DID YOU KNOW?  -- Three years before the 1995 Srebrenica Genocide, Serbs torched Bosniak villages and killed at least 3,166 Bosniaks around Srebrenica. In 1993, the UN described the besieged situation in Srebrenica as a "slow-motion process of genocide." In July 1995, Serbs forcibly expelled 25,000 Bosniaks, brutally raped many women and girls, and systematically killed 8,000+ men and boys (DNA confirmed).

06 February, 2010

TWO SERBS SENTENCED FOR VLASENICA WAR CRIMES

TWO SERB WAR CRIMINALS GET 40 YEARS FOR VLASENICA WAR CRIMES, BUT NO JUSTICE YET FOR THE 1992 ZAKLOPACA MASSACRE

PHOTO: Remains of innocent Zaklopaca Massacre victims - women, children, and the elderly in a Zaklopaca mass grave. To this day, no perpetrators have ever answered charges for this ghastly crime. Courtesy: Zaklopaca.net.

• [RECORDS SHOWN]:
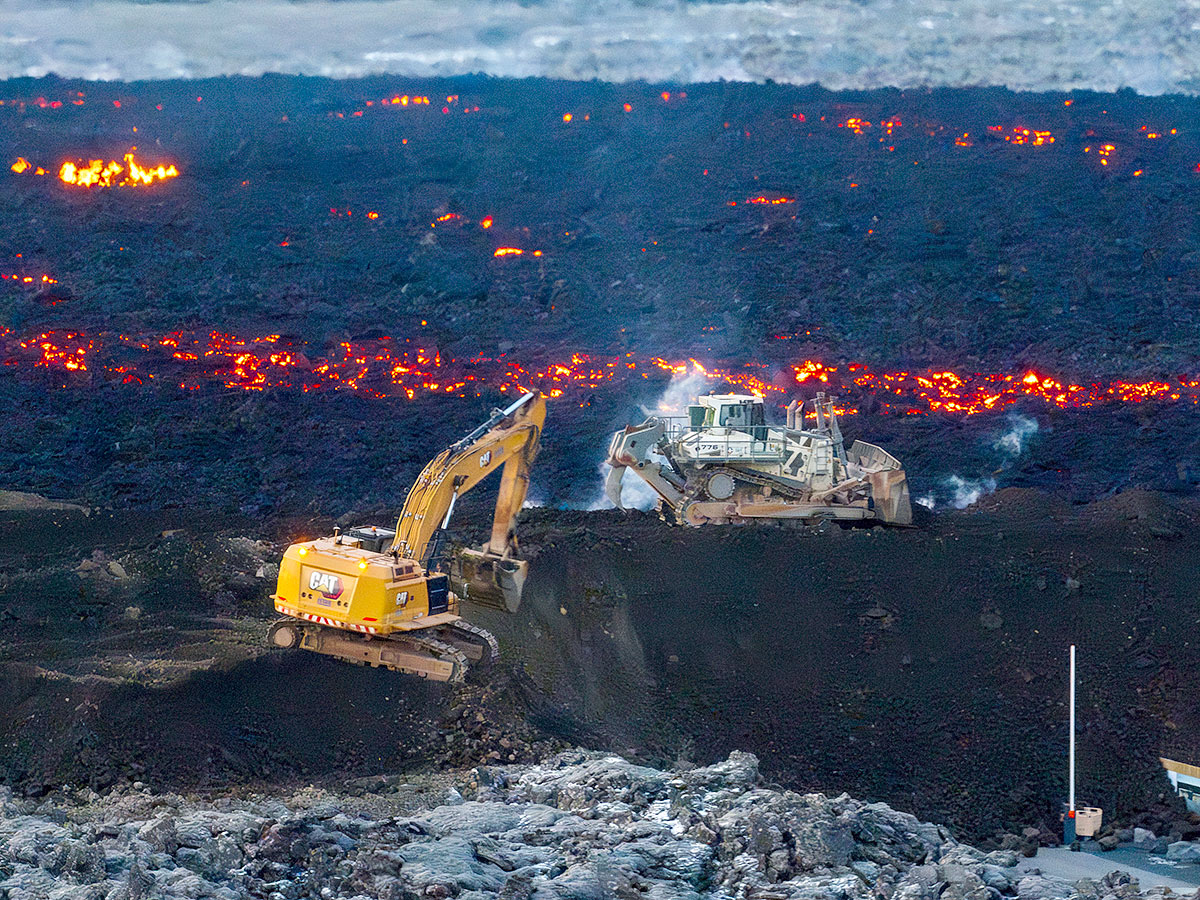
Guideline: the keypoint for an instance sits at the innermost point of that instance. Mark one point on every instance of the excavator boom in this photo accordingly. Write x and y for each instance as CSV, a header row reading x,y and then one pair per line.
* * *
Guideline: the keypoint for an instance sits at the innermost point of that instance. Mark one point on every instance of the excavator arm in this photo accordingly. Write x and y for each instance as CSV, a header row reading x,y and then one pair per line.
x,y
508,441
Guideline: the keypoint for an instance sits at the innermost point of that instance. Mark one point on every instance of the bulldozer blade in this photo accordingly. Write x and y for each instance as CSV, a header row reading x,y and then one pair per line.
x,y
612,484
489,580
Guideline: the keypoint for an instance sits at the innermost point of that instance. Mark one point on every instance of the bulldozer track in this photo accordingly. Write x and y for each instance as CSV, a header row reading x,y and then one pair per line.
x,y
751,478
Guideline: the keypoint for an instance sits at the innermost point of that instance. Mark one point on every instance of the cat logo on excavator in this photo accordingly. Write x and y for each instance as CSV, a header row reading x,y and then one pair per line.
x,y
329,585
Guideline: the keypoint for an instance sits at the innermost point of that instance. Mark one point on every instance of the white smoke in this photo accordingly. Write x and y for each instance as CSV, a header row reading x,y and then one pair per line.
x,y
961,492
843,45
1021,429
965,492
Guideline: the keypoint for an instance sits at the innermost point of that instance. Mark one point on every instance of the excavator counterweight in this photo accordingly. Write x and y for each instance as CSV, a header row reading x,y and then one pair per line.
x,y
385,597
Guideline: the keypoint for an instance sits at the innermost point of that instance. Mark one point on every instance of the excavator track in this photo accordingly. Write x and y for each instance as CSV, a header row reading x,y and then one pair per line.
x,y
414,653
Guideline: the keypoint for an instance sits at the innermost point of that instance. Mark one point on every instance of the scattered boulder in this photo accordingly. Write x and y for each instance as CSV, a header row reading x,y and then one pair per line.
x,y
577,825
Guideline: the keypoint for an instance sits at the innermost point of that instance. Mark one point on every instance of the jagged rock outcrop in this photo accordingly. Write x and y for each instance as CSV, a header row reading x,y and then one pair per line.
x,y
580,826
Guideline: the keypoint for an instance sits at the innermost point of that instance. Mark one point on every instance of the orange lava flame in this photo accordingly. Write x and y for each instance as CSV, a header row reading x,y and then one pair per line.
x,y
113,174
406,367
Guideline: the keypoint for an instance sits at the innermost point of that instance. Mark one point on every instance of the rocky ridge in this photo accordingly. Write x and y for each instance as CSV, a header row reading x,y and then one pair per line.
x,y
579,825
---
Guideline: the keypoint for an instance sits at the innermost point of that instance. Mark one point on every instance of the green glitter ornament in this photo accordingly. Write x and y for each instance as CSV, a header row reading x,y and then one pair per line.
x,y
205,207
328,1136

• [PROBLEMS AND TASKS]:
1/ Answer these questions from the extract:
(a) How many Bosniaks were killed around Srebrenica three years before the 1995 genocide?
(b) What sentence did the two Serb war criminals receive for the Vlasenica war crimes?
(c) Which site is credited for the photo?
2/ Write out the extract word for word, starting with "TWO SERBS SENTENCED" and going on through "crime. Courtesy: Zaklopaca.net.".
3/ Decide whether each statement agrees with the extract, and back each yes or no with the exact words that settle it:
(a) In 1993 the UN called the situation in Srebrenica a slow-motion process of genocide.
(b) Perpetrators of the Zaklopaca Massacre have answered charges for the crime.
(c) Serbs forcibly expelled 25,000 Bosniaks in July 1995.

• [RESULTS OF THE EXERCISE]:
1/
(a) At least 3,166.
(b) 40 years.
(c) Zaklopaca.net.

2/
TWO SERBS SENTENCED FOR VLASENICA WAR CRIMES

TWO SERB WAR CRIMINALS GET 40 YEARS FOR VLASENICA WAR CRIMES, BUT NO JUSTICE YET FOR THE 1992 ZAKLOPACA MASSACRE

PHOTO: Remains of innocent Zaklopaca Massacre victims - women, children, and the elderly in a Zaklopaca mass grave. To this day, no perpetrators have ever answered charges for this ghastly crime. Courtesy: Zaklopaca.net.

3/
(a) Yes: "In 1993, the UN described the besieged situation in Srebrenica as a "slow-motion process of genocide.""
(b) No: "To this day, no perpetrators have ever answered charges for this ghastly crime."
(c) Yes: "In July 1995, Serbs forcibly expelled 25,000 Bosniaks"